▶ Task input
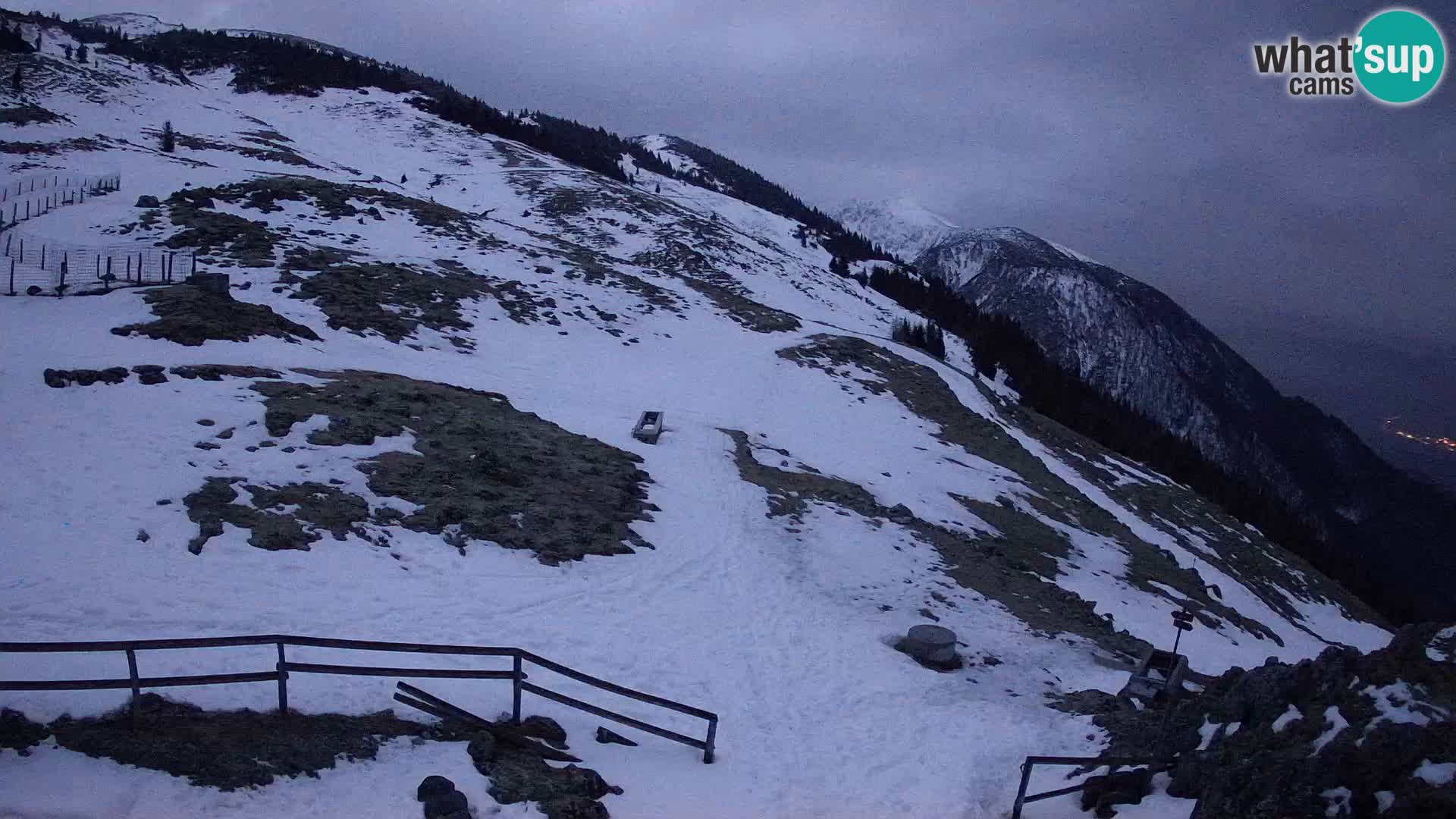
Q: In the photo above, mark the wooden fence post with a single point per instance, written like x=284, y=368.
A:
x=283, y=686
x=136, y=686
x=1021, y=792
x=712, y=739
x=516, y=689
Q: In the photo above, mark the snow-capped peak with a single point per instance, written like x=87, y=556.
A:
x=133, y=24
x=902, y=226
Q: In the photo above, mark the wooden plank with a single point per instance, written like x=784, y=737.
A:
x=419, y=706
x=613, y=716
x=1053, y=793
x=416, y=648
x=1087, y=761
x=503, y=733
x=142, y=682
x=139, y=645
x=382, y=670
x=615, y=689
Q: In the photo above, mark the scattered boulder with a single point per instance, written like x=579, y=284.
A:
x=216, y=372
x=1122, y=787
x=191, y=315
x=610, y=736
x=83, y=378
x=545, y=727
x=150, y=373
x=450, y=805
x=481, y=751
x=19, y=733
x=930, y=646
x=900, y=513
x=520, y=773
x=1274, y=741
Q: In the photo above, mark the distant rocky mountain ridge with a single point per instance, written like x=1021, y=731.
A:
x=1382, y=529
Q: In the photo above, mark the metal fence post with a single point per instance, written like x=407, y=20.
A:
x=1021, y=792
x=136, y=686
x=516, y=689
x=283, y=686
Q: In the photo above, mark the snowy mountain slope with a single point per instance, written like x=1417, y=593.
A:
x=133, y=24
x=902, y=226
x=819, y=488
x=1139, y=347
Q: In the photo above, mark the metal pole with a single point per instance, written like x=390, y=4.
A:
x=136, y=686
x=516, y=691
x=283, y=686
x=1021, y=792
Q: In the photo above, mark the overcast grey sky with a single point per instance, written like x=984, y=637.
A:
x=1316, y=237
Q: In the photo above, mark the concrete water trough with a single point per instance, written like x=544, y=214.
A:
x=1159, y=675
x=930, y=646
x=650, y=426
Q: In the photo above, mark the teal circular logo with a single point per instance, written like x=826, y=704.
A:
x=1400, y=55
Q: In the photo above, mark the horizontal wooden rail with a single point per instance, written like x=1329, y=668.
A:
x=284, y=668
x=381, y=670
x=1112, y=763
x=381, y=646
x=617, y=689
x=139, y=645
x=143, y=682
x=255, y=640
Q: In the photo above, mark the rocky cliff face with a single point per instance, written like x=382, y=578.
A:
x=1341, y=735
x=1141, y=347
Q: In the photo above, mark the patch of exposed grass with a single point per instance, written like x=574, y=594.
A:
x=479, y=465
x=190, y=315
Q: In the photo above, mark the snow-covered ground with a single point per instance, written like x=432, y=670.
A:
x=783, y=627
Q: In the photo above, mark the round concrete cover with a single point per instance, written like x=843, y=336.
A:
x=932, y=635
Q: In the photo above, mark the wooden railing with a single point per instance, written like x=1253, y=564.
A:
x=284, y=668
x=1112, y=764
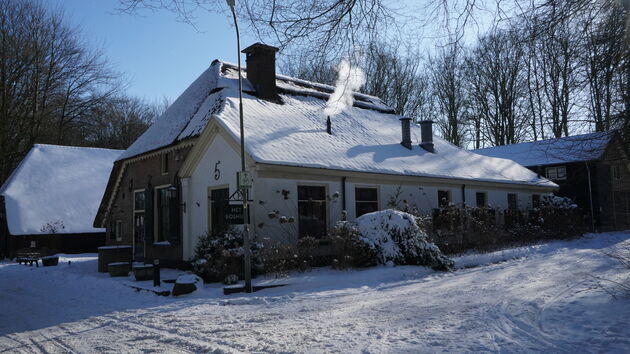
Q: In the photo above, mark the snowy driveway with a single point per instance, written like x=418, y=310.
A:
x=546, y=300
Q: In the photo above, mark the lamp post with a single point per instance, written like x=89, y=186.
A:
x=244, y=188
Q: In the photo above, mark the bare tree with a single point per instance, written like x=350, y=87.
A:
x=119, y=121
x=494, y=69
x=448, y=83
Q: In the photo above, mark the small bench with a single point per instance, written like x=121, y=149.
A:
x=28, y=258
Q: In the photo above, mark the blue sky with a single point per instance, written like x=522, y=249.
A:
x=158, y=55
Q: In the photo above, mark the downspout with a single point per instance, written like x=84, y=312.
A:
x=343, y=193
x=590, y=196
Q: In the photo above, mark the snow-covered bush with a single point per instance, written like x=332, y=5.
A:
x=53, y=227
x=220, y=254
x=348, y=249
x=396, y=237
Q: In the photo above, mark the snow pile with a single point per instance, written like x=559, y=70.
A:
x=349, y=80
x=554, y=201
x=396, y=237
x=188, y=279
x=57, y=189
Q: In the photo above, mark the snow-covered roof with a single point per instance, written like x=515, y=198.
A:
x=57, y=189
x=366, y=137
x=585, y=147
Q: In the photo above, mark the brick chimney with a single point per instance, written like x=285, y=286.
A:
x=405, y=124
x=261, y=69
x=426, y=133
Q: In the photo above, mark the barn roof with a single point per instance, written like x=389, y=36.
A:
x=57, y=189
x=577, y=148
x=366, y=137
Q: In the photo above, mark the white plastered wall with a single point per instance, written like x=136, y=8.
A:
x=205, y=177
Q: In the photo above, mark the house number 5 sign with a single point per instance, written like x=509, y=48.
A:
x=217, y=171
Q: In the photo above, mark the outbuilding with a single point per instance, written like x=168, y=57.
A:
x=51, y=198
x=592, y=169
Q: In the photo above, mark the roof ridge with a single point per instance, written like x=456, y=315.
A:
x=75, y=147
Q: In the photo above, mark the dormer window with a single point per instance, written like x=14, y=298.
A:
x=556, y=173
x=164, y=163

---

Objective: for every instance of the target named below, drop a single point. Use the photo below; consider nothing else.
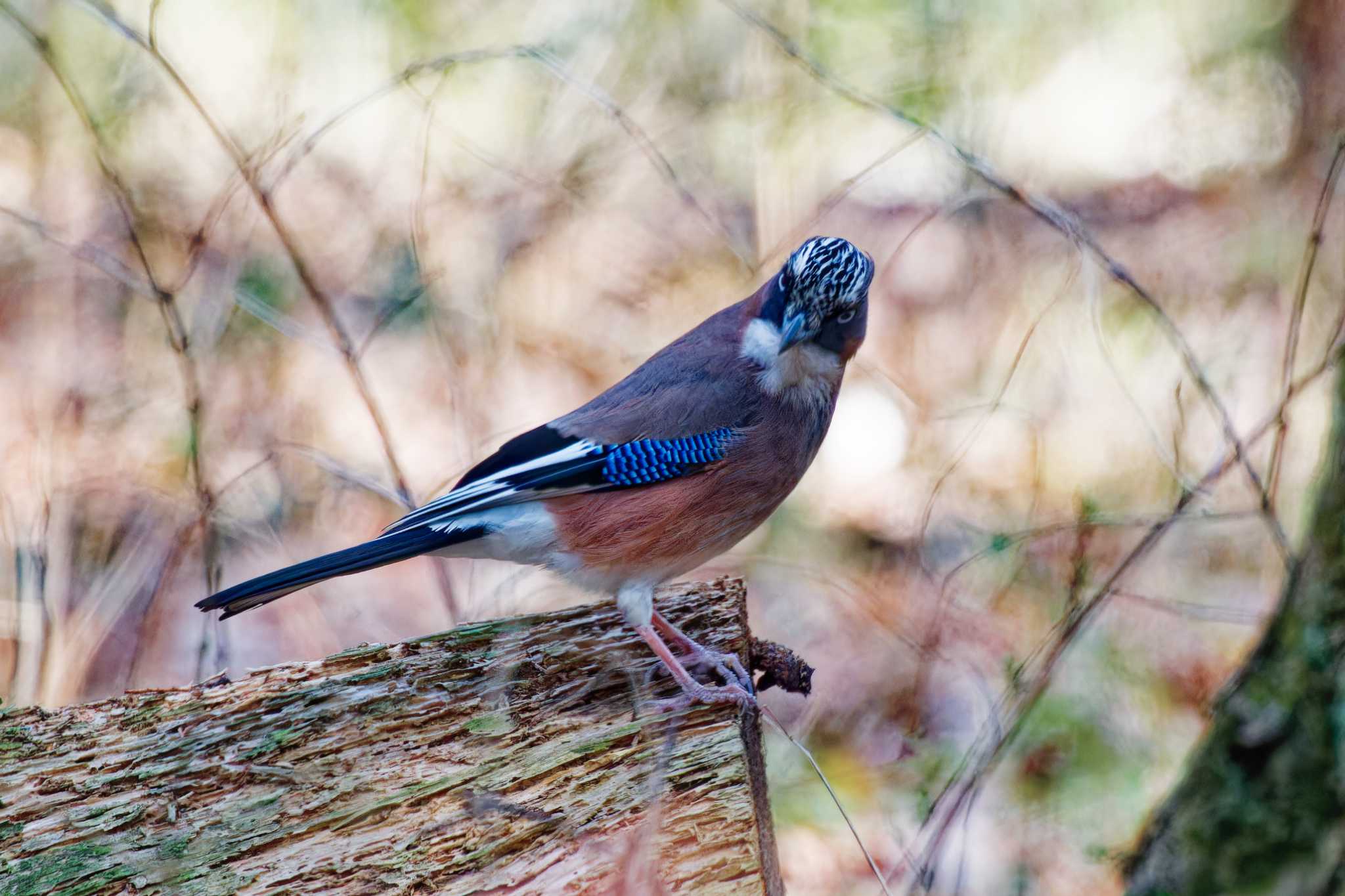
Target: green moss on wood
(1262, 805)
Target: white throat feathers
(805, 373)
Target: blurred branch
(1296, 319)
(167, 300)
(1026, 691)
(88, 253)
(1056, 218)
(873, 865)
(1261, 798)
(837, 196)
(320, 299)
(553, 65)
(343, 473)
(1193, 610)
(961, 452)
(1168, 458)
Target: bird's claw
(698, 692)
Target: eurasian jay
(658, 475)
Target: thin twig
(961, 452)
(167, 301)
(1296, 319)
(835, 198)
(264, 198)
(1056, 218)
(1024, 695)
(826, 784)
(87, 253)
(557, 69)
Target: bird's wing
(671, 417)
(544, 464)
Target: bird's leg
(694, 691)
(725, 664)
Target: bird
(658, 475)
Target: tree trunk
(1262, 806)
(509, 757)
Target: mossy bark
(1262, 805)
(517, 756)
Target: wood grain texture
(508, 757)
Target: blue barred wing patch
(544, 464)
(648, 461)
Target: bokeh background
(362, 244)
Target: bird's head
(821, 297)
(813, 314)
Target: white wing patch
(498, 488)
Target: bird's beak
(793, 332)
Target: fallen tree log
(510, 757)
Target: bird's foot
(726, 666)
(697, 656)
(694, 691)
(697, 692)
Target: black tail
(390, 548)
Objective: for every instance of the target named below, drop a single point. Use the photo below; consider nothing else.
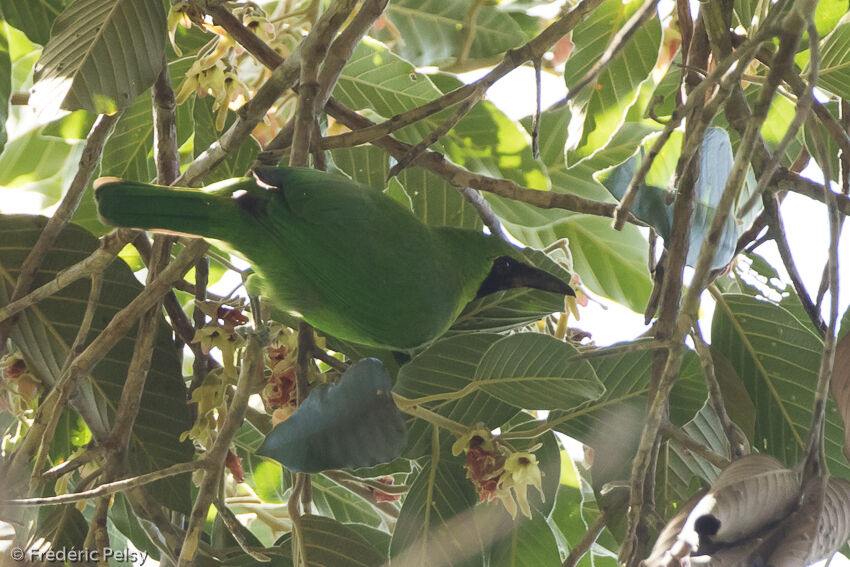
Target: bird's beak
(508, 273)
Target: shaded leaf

▶ Stated task
Please copy out, word for word, the lines of the items that begin at the line containing "Q: In the photo above, mark the snow-capped" and stop after the line containing "x=1274, y=741".

▶ Complete answer
Q: In the photo above, mark the snow-capped peak with a single point per instance, written like x=87, y=556.
A:
x=133, y=24
x=902, y=226
Q: In the photo above, mark the wooden plank with a single point per instance, written like x=784, y=737.
A:
x=419, y=706
x=613, y=716
x=1053, y=793
x=416, y=648
x=1087, y=761
x=503, y=733
x=142, y=682
x=139, y=645
x=382, y=670
x=615, y=689
Q: In the photo above, mark the scattered boulder with a single point per instance, written like x=579, y=284.
A:
x=216, y=372
x=1122, y=787
x=191, y=315
x=610, y=736
x=83, y=378
x=545, y=727
x=150, y=373
x=450, y=805
x=481, y=751
x=19, y=733
x=930, y=646
x=900, y=513
x=520, y=773
x=1274, y=741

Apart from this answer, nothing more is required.